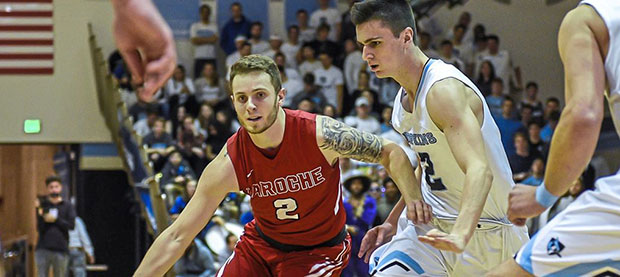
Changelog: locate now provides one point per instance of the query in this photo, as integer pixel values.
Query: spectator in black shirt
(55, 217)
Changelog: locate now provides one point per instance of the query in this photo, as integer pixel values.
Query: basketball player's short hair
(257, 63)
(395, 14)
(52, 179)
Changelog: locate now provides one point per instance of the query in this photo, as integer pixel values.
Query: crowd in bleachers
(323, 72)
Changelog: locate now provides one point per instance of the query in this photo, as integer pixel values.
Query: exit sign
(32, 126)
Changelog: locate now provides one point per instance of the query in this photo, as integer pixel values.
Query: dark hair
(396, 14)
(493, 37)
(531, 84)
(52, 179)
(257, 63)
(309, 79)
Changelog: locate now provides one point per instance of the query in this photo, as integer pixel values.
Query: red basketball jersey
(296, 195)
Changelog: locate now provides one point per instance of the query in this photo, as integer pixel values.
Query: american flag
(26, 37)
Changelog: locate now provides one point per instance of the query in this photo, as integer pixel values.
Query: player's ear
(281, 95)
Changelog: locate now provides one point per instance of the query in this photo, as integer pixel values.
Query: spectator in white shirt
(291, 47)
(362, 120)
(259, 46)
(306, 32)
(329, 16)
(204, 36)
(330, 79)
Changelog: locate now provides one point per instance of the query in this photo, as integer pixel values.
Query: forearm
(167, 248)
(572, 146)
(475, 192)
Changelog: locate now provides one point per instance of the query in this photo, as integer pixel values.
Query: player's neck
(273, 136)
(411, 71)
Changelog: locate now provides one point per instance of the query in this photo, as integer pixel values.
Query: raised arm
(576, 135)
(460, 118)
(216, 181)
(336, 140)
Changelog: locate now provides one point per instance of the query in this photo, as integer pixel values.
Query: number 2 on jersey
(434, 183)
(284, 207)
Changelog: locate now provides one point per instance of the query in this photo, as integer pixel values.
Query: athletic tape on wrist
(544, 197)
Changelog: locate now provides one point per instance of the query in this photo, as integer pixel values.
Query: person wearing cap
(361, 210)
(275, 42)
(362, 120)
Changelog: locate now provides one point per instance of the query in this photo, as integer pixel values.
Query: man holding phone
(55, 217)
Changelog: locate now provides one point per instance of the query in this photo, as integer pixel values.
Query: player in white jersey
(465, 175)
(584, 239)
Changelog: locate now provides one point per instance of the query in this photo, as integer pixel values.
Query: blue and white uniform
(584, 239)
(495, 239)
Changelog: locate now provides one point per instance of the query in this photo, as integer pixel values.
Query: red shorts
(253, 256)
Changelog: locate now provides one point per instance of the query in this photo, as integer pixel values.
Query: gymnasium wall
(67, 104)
= = =
Skip the images and restate each record above word for word.

*SOLUTION*:
Changelog: locate now provides one point per instance of the query in this photo, as integer pixel values.
Query: spectator in black shirt
(55, 217)
Changelog: locate now provides one point per instance of the query in this photo, as integer pixel values.
Query: basketball player's short hair
(257, 63)
(395, 14)
(52, 179)
Changelog: locate now provides one point per instance of the query in this photo, as integer pixel values.
Query: crowd in bleachers
(323, 72)
Changelog: locate now provides one point per instance of the query in this photo, as integer pixel values.
Query: exit sign
(32, 126)
Changelog: locate now provides one point per instance of the query in this photo, as integer pixel values.
Query: dark hair
(396, 14)
(493, 37)
(531, 84)
(52, 179)
(257, 63)
(309, 79)
Changelog: locate now provides one point per instance of the query in this photo, as integer pixel values.
Query: red basketball jersey
(296, 195)
Changelog: locate now provides one point per instance of the query in this photo, as integer pixel values.
Query: american flag
(26, 37)
Changelog: locate now provides one point per instance of the query in this photo, as integer pixel values.
Query: player's ear
(281, 95)
Changelog: locate now provides one point per instance of the query in this photo, as integer pixel values.
Query: spectator in white shirt
(291, 47)
(362, 120)
(259, 46)
(306, 32)
(329, 16)
(204, 36)
(330, 79)
Changelog: locate now provides one point per instance of the query in this photo, as integer pixel values.
Query: forearm
(167, 248)
(572, 146)
(475, 192)
Changelog: locate now provides one point per instance of the query in this photo, as integer pixel values.
Query: player's neck
(273, 136)
(411, 71)
Changelog: locate now provides one point per instance of the query in this photo, as integer pixel values.
Query: raised arm
(576, 135)
(460, 118)
(216, 181)
(336, 140)
Changelog: locate now provides one point per instance of the query in this photo, as integer pixel values.
Query: number 2 on jersey
(434, 183)
(284, 207)
Changelog: locate now provides one point per instance of the query in this photo, as integer pixel values.
Query: athletic tape on wrist
(544, 197)
Changelog: locate now provides one point per instance of the query in this photo, as integer pixel values.
Query: person wearing cap
(361, 210)
(275, 42)
(362, 120)
Changelog: locate now provides one point per instance of the query in this photo, as integer pixel values.
Query: man holding phone
(55, 217)
Changelog: locate now provides one point per instance of the query in this photo, as integer pixel values.
Query: player in white jersey
(465, 175)
(584, 239)
Changelog: locate now provides one point per instance of the query in this photo, as integer pixel values.
Query: blue and white uniform
(584, 239)
(495, 239)
Changelog: locate now provides one point per instance of the query in this photo, as integer pixel values.
Query: red shorts
(253, 256)
Changelog: locate now provides one point per instance of the query in this photo, as integer pixel values.
Query: gymnasium wall
(67, 104)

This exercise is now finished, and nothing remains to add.